▸ WHAT TO WORK ON:
1. Reproduce the passage on southern India word for word, from "The rock pillars" up to and including "in the next.".
2. According to the passage on southern India, during whose reign was the temple at Belur completed?

Southern India, rich with historical and archaeological remains, is a land of definite and yet indefinable charm. To the north of Mysore is the largest native state in India, Hyderabad, a picturesque plateau cut by the mighty Godavari River. Broad fertile plains, the lovely Nilgiris or "Blue Mountains," other regions with barren hills of limestone or granite. Hyderabad history is a long, colorful story, starting three thousand years ago under the Andhra kings, and continuing under Hindu dynasties until A.D. 1294, when it passed to a line of Moslem rulers who reign to this day.
The most breath-taking display of architecture, sculpture, and painting in all India is found at Hyderabad in the ancient rock-sculptured caves of Ellora and Ajanta. The Kailasa at Ellora, a huge monolithic temple, possesses carved figures of gods, men, and beasts in the stupendous proportions of a Michelangelo. Ajanta is the site of five cathedrals and twenty-five monasteries, all rock excavations maintained by tremendous frescoed pillars on which artists and sculptors have immortalized their genius.
Hyderabad City is graced by the Osmania University and by the imposing Mecca Masjid Mosque, where ten thousand Mohammedans may assemble for prayer.
Mysore State too is a scenic wonderland, three thousand feet above sea level, abounding in dense tropical forests, the home of wild elephants, bison, bears, panthers, and tigers. Its two chief cities, Bangalore and Mysore, are clean, attractive, with many parks and public gardens.
Hindu architecture and sculpture achieved their highest perfection in Mysore under the patronage of Hindu kings from the eleventh to the fifteenth centuries. The temple at Belur, an eleventh-century masterpiece completed during the reign of King Vishnuvardhana, is unsurpassed in the world for its delicacy of detail and exuberant imagery.
The rock pillars found in northern Mysore date from the third century B.C., illuminating the memory of King Asoka. He succeeded to the throne of the Maurya dynasty then prevailing; his empire included nearly all of modern India, Afghanistan, and Baluchistan. This illustrious emperor, considered even by Western historians to have been an incomparable ruler, has left the following wisdom on a rock memorial:
This religious inscription has been engraved in order that our sons and grandsons may not think a new conquest is necessary; that they may not think conquest by the sword deserves the name of conquest; that they may see in it nothing but destruction and violence; that they may consider nothing as true conquest save the conquest of religion. Such conquests have value in this world and in the next.

[Records from a data collection]
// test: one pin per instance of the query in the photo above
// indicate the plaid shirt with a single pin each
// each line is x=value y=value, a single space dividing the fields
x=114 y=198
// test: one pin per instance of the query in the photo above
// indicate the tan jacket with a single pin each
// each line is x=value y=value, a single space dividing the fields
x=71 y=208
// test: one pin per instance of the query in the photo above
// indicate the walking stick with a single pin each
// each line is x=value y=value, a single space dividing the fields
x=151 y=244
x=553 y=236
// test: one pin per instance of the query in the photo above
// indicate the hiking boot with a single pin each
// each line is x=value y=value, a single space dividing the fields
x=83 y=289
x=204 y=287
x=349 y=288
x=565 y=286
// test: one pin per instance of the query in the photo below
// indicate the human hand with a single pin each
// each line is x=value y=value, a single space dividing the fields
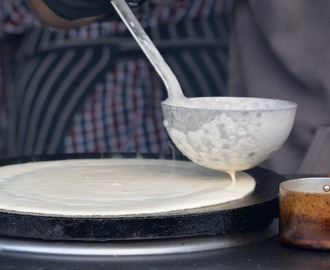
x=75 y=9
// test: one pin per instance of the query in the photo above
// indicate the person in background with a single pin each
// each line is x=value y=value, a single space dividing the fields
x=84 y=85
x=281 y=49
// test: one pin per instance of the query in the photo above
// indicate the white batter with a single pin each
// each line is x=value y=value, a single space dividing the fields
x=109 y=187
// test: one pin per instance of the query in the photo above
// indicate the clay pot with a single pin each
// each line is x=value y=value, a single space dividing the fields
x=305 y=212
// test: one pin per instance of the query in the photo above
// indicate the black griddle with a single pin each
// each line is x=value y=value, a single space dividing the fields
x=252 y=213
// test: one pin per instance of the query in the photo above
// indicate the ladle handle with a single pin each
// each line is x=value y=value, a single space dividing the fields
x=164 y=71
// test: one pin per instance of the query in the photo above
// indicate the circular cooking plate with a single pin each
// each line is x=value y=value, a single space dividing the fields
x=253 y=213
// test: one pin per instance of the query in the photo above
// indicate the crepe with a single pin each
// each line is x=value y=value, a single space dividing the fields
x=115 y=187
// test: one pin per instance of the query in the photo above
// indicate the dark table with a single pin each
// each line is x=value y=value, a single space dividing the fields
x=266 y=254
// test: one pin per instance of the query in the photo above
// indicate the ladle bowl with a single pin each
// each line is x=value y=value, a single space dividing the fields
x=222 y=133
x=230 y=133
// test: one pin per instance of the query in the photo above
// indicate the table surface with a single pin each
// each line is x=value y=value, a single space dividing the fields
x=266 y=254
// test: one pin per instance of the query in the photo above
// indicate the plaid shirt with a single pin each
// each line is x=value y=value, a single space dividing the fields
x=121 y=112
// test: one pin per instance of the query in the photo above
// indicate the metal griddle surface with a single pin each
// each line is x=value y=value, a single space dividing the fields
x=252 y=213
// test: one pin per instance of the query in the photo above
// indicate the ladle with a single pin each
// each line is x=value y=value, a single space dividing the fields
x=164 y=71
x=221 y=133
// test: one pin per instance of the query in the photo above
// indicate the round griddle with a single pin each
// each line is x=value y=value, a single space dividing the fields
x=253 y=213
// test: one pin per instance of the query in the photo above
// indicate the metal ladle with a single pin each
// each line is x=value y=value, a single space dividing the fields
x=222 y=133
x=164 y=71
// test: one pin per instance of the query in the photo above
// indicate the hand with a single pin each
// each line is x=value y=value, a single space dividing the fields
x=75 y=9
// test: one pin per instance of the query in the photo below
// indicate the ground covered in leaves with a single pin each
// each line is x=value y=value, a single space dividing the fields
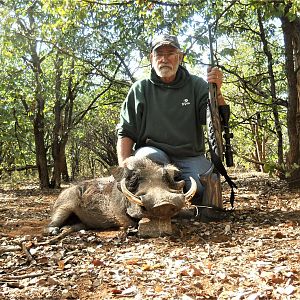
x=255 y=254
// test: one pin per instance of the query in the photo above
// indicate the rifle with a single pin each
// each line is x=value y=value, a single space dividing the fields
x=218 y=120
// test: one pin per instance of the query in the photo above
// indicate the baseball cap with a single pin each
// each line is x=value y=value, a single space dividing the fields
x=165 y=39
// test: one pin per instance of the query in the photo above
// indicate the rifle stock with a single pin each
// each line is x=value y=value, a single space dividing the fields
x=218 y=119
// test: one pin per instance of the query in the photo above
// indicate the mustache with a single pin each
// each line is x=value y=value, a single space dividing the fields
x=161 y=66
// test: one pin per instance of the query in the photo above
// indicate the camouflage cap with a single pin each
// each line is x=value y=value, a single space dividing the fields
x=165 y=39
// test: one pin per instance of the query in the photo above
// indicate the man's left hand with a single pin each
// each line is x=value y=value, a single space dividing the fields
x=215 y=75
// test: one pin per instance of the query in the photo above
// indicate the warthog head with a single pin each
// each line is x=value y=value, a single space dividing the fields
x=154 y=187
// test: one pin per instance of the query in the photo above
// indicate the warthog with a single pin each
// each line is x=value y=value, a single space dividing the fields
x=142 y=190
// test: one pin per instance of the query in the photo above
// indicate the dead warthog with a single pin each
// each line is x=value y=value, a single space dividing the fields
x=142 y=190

▸ SOLUTION LIST:
1.
The rock pillars found in northern Mysore date from the third century B.C., illuminating the memory of King Asoka. He succeeded to the throne of the Maurya dynasty then prevailing; his empire included nearly all of modern India, Afghanistan, and Baluchistan. This illustrious emperor, considered even by Western historians to have been an incomparable ruler, has left the following wisdom on a rock memorial:
This religious inscription has been engraved in order that our sons and grandsons may not think a new conquest is necessary; that they may not think conquest by the sword deserves the name of conquest; that they may see in it nothing but destruction and violence; that they may consider nothing as true conquest save the conquest of religion. Such conquests have value in this world and in the next.

2. King Vishnuvardhana